_Extracted text_.
Segment Open

In October 1888, the county seat election for Grant County resulted in victory for Ulysses, Kansas. The election results were:
Ulysses = 578
Appomattox = 268
Shockeyville = 41
Golden = 31
Spurgeon = 2

==Early settlements==
All town sites have been vacated by an act of the state legislature, with the exception of New Ulysses (now simply “Ulysses”) and Hickok.

===Old / New Ulysses===
- "Old" Ulysses was located on S36-T-28-R37 and established in 1885. The town contained about 1500 inhabitants, supplying four hotels, twelve restaurants, twelve saloons, a bank, six gambling houses, a large schoolhouse, a church, a newspaper office and an opera house. Old Ulysses was eventually moved to New Ulysses in 1909.
- "New" Ulysses - The original townsite of New Ulysses, established June 30, 1909 (per plat map filing date), is located on the southwest quarter of S27-T28-R37. City limit perimeters currently encompass a much larger area due to municipal expansion caused by additions and subdivisions.

===Surprise-Tilden===
Located on S16-T28-R37, Surprise was established in 1885. John Arthur, E. R. Watkins, Frederick Ausmus, Henry H. Cochran, and George W. Cook were some of the early day settlers. The name of the local post office was changed to Tilden in 1887.

===Cincinnati-Appomattox===
Located on S28-T28-R37, Cincinnati was established in 1887. The name was later changed to Appomattox. The town had a population of about 1,000 people and was the chief contender for the county seat.

===Shockey (Shockeyville)===
Located on S29-T27-R38, Shockey was established in 1886 and grew to a town of fifty inhabitants.

===Golden===
Located on S34-T29-R38, Golden was established in 1886 with a population of fifty people. The Golden cemetery is located nearby the old village.

===Zionville===
Located on S16-T30-R37, Zionville was established in 1885. M. M. Wilson, one of the early settlers, erected a store building which became the center of activity within the town. Sunday School and church services were held in the Wilson home. This town was about ten miles south of New Ulysses, with the Zionville cemetery slightly southwest.

===Lawson===
Located on S27-T29-R35, Lawson was established in 1886. The population of the town was twenty-five people.

Segment Closed

Referring expression data:
Segment Open

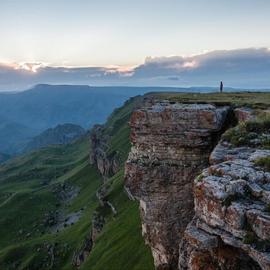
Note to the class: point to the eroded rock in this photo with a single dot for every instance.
(171, 145)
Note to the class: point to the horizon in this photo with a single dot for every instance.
(177, 43)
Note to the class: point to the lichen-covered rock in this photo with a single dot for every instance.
(231, 203)
(171, 145)
(244, 114)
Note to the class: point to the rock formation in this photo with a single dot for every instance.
(171, 145)
(107, 165)
(231, 227)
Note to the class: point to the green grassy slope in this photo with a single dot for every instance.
(31, 187)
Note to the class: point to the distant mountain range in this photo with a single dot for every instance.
(26, 114)
(61, 134)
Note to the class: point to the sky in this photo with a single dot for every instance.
(124, 34)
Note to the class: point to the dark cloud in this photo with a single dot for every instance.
(239, 68)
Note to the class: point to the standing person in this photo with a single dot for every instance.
(221, 87)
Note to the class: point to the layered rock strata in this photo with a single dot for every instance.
(171, 145)
(231, 227)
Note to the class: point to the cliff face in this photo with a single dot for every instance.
(171, 145)
(231, 227)
(106, 164)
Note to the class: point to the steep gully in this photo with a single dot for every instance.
(107, 166)
(172, 143)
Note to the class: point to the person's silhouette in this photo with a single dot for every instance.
(221, 87)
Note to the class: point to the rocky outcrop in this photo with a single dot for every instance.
(171, 145)
(107, 165)
(231, 227)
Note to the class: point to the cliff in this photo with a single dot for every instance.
(171, 145)
(61, 134)
(107, 164)
(207, 223)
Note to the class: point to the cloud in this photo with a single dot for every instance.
(239, 68)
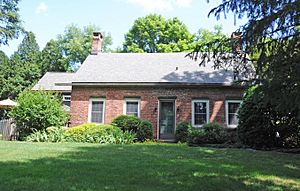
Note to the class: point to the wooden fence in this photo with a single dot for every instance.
(7, 129)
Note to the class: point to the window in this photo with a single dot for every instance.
(232, 107)
(132, 107)
(66, 100)
(200, 112)
(96, 110)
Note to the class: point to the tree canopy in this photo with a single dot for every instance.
(153, 33)
(270, 39)
(22, 70)
(76, 43)
(10, 26)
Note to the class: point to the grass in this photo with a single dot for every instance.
(70, 166)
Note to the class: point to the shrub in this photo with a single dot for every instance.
(182, 131)
(51, 134)
(144, 131)
(127, 122)
(93, 133)
(262, 126)
(38, 110)
(195, 136)
(211, 133)
(141, 128)
(86, 133)
(215, 133)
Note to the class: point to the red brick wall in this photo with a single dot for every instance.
(114, 100)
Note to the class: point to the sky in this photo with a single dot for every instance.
(48, 18)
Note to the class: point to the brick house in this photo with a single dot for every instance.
(164, 88)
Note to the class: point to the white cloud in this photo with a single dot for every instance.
(183, 3)
(160, 5)
(41, 9)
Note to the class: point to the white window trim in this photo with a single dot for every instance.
(90, 109)
(226, 111)
(193, 109)
(132, 100)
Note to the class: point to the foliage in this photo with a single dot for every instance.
(144, 131)
(10, 21)
(210, 133)
(76, 43)
(51, 134)
(260, 126)
(271, 37)
(182, 131)
(22, 70)
(103, 134)
(52, 58)
(127, 122)
(38, 110)
(153, 33)
(86, 133)
(204, 37)
(130, 123)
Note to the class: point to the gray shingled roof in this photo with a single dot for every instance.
(55, 81)
(148, 68)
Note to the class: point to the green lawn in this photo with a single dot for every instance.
(69, 166)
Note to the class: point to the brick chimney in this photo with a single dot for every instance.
(97, 43)
(236, 39)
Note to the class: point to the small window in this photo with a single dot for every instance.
(66, 99)
(96, 110)
(132, 107)
(232, 107)
(200, 112)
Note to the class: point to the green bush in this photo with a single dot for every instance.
(182, 131)
(51, 134)
(215, 133)
(127, 122)
(38, 110)
(144, 131)
(86, 133)
(211, 133)
(93, 133)
(261, 125)
(142, 128)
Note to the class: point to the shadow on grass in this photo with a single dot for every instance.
(150, 167)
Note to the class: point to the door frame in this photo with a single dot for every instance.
(158, 115)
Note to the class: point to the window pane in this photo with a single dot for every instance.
(233, 107)
(97, 112)
(96, 117)
(200, 119)
(200, 107)
(97, 106)
(232, 119)
(132, 108)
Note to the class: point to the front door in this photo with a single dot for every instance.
(167, 120)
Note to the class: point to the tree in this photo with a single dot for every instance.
(272, 36)
(10, 21)
(23, 68)
(76, 43)
(204, 37)
(153, 33)
(52, 58)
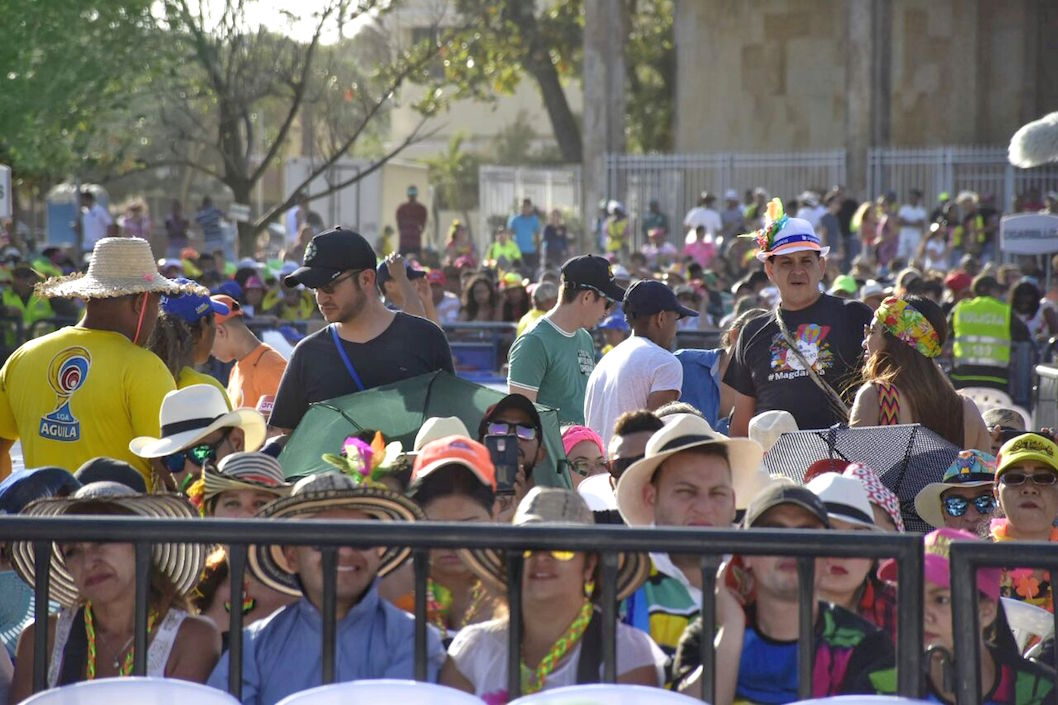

Segment Closed

_Exercise requirements_.
(a) According to the Grant County text, why do the city limits of New Ulysses now cover a much larger area than its original townsite?
(b) Copy the Grant County text word for word, from "In October 1888, the" up to and including "Ulysses in 1909.".

_Responses per task_.
(a) The city limits now cover a much larger area because of municipal expansion. That expansion was caused by additions and subdivisions.

(b)
In October 1888, the county seat election for Grant County resulted in victory for Ulysses, Kansas. The election results were:
Ulysses = 578
Appomattox = 268
Shockeyville = 41
Golden = 31
Spurgeon = 2

==Early settlements==
All town sites have been vacated by an act of the state legislature, with the exception of New Ulysses (now simply “Ulysses”) and Hickok.

===Old / New Ulysses===
- "Old" Ulysses was located on S36-T-28-R37 and established in 1885. The town contained about 1500 inhabitants, supplying four hotels, twelve restaurants, twelve saloons, a bank, six gambling houses, a large schoolhouse, a church, a newspaper office and an opera house. Old Ulysses was eventually moved to New Ulysses in 1909.